Christophe Monniot - Fabrice Martinez - Samuel Blaser - Marc Ducret © PLM

Le programme de la soirée reprend évidemment les quatre saisons selon Ducret, plus deux morceaux récents : « Chant / Son », repris du Dernier Tango, et « La vie sans toi », tiré de Voyageurs. Comme le fait remarquer Ducret avec humour : « on n’attrape pas des mouches avec du vinaigre ». La suite commence donc logiquement par « L’été, ici », appât idéal pour attirer ses compères au fin fond de l’Armorique…

A l’image de chaque saison, « L’été, ici » n’est pas uniforme et les tableaux se succèdent, de notes égrenées en chœur aux lamentations du saxophone alto, sur un bourdon de guitare, en passant par des passages expressionnistes, des contrepoints touffus et sophistiqués, des dialogues pointillistes, un brouhaha organisé et des chorus pittoresques, avec la guitare et le trombone qui maintiennent un cadre rythmique clair… « L’été, ici » breton n’a rien d’un anticyclone statique ! « L’automne, ici » qui lui succède est abrupt et bondissant, porté par une fanfare sérielle entraînante. Sur une structure complexe d’enchevêtrements d’ostinato, suites d’accords et autres motifs groovy, le trombone et la trompette prennent des solos aussi éclatants que tendus. L’ambiance du choral solennel, quasiment baroque, qui clôt « L’automne, ici » donnerait presque raison à

Marc Ducret - Le Comptoir - Janvier 2024 © PLM
Francis Ponge quand il écrit que « tout l’automne à la fin n’est plus qu’une tisane froide ». Avant de poursuivre avec les quatre saisons, le quartet joue « Chant / Son », resté instrumental puisque personne n’a voulu le chanter… Il faut dire que la mélodie tourmentée, les phrases dissonantes imbriquées, les envolées free du saxophone alto et les développements en zigzag n’ont rien d’une bergerade, et semblent mieux adaptés aux réflexions rock alternatif véloces du guitariste. Retour sur Terre avec « L’hiver, ici ». Tempête sur les cordes : Ducret tire des sons plus ténébreux les uns que les autres à l’aide d’objets placés sur une guitare posée à plat. Dans cette ambiance bourdonnante, les soufflants alternent cris et mélopées, interactions nerveuses et joutes débridées, dans un esprit que n’aurait pas renié Albert Ayler. Pour « Le printemps, ici », Ducret s’est inspiré de deux poèmes de Samuel Beckett. L’introduction étirée, la ligne majestueuse du tuba et l’élégant duo entre tuba et trombone renvoient à la musique de chambre. Les questions-réponses à bâton rompu et la vivacité des propos qui suivent évoquent davantage la bande-son d’un dessin-animé. Après un chorus de Ducret a capela, à la fois mélodieux, rapide et déchiré, « Le printemps, ici » se termine sur un mouvement d’ensemble délicat, porté par les contrepoints de la guitare, dans un climat chambriste vingtième. « Canon » et « La vie sans toi » concluent le concert. Ducret et Blaser croisent d’abord leurs notes à qui mieux mieux sur des unissons de Martinez et Monniot. Les idées fusent comme dans une table ronde, puis le morceau s’achève sur des traits mélancoliques de la trompette. En bis, le quartet reprend un extrait dansant de « L’automne, ici » et renoue avec son côté fanfare free.

(Entrées de la collection)
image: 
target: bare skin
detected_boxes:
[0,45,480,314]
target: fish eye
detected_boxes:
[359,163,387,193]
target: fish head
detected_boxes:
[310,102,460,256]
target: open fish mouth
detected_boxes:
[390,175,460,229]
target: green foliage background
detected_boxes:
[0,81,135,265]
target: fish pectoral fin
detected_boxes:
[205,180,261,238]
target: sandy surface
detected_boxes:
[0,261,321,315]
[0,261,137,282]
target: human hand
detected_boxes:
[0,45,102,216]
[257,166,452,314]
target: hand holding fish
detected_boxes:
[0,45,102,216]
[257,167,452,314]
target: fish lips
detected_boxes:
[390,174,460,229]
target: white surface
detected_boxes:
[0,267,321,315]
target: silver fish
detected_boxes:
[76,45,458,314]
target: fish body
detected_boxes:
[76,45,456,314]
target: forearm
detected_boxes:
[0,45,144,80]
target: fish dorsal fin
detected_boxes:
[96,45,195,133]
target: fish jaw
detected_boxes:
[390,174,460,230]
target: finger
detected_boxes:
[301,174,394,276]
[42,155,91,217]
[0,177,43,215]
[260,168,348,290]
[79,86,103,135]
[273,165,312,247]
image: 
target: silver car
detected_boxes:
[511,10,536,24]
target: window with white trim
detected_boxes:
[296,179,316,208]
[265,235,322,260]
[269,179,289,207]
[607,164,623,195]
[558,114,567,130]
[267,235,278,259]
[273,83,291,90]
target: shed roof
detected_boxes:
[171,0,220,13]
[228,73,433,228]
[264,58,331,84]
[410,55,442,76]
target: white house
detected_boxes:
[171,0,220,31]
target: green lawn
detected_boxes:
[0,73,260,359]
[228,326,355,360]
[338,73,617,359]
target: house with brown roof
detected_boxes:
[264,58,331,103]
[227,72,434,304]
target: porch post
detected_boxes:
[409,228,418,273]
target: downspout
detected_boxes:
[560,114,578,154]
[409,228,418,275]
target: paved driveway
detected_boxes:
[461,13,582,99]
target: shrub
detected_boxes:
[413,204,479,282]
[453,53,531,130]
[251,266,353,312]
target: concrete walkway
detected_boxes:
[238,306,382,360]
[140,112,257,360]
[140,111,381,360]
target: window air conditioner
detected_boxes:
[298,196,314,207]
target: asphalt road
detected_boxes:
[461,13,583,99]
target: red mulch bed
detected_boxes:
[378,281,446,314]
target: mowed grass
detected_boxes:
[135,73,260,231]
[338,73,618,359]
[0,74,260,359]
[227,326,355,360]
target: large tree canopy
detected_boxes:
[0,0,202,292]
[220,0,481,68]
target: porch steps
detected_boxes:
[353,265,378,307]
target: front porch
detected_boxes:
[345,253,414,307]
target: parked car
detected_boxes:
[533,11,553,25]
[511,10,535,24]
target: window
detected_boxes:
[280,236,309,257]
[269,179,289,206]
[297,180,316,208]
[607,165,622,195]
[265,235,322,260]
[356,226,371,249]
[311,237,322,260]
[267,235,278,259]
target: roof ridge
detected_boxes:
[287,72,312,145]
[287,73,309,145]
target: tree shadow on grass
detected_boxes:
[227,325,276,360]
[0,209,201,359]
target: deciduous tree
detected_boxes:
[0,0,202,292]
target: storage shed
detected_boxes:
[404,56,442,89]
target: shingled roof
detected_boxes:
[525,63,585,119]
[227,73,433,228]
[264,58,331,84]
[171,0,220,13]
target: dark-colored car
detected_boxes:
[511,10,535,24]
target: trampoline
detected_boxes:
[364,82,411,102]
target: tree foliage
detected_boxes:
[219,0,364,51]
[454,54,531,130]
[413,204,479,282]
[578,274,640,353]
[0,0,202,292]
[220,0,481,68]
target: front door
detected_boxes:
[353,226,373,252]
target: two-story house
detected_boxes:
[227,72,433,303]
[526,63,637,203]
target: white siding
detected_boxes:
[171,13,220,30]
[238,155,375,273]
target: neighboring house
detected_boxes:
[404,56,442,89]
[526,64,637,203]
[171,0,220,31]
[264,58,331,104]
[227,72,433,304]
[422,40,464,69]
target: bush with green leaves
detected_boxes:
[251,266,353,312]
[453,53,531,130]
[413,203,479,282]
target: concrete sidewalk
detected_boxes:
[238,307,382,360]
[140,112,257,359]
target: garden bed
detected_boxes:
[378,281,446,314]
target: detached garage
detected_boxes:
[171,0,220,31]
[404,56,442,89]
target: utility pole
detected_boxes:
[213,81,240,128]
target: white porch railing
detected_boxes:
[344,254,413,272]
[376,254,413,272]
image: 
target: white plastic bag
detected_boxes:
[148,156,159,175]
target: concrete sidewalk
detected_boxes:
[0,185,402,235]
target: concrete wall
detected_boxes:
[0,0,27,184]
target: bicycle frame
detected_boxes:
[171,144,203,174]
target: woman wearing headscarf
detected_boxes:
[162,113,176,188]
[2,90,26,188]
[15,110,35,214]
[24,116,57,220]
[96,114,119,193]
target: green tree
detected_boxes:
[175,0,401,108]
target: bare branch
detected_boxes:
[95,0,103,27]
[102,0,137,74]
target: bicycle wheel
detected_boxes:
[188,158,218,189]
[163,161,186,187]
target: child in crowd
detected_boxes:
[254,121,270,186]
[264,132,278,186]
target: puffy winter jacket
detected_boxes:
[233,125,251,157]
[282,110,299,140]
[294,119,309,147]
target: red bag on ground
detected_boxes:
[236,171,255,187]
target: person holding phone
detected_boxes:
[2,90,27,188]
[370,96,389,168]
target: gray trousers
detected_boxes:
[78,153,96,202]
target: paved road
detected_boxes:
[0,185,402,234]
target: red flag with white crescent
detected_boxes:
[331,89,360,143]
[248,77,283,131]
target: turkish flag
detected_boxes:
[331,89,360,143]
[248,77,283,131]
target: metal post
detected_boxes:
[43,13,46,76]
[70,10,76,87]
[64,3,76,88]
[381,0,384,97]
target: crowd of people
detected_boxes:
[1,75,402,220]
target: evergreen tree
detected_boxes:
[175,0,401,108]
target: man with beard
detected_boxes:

§ Travail à faire
**1)** Selon le compte rendu du concert, pourquoi « Chant / Son » a-t-il été joué sans paroles ? Répondez en une à trois phrases.
**2)** D'après le compte rendu du concert, de quoi Ducret s'est-il inspiré pour « Le printemps, ici » ?
**3)** Écrivez la suite du compte rendu du concert à partir de sa dernière phrase.

§ Réponses attendues
**1)** « Chant / Son » est resté instrumental parce que personne n'a voulu le chanter. Sa mélodie tourmentée, ses phrases dissonantes imbriquées, les envolées free du saxophone alto et ses développements en zigzag n'ont rien d'une bergerade. Ils semblent mieux adaptés aux réflexions rock alternatif véloces du guitariste.

**2)** Il s'est inspiré de deux poèmes de Samuel Beckett.

**3)**
Architecture millimétrée, sens de la narration spectaculaire et verve jubilatoire : Ici raconte le ciel, la mer, la nature, la terre… avec une justesse émouvante. Ducret, Blaser, Martinez et Monniot sont des conteurs nés !

 

Christophe Monniot - Fabrice Martinez - Samuel Blaser - Marc Ducret © PLM

 

Le disque

Ici
Marc Ducret
Christophe Monniot (ss, bs, as), Fabrice Martinez (tp, bg, tu), Samuel Blaser (tb) et Marc Ducret (g).
Ayler Records – aylCD-178
Sortie le 7 mai 2023

Liste des morceaux

01. « L'été, ici » (11:58).
02. « L'automne, ici » (08:02).
03. « L'hiver, ici » (09:10).
04. « Le printemps, ici » (10:28).

Tous les morceaux sont signés Ducret.